**EXERCISE OBJECTIVE**
What follows is a block of records; reproduce all of it verbatim.

-------

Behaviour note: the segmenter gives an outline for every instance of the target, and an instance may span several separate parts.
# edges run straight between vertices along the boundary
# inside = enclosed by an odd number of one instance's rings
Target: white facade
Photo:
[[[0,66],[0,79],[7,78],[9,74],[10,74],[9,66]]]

-------

**SOLVED EXERCISE**
Behaviour note: the segmenter gives an outline for every instance of the target, and an instance may span several separate parts.
# edges run straight between vertices along the boundary
# inside = enclosed by an odd number of one instance's rings
Target: white facade
Photo:
[[[0,66],[0,79],[7,78],[9,74],[10,74],[9,66]]]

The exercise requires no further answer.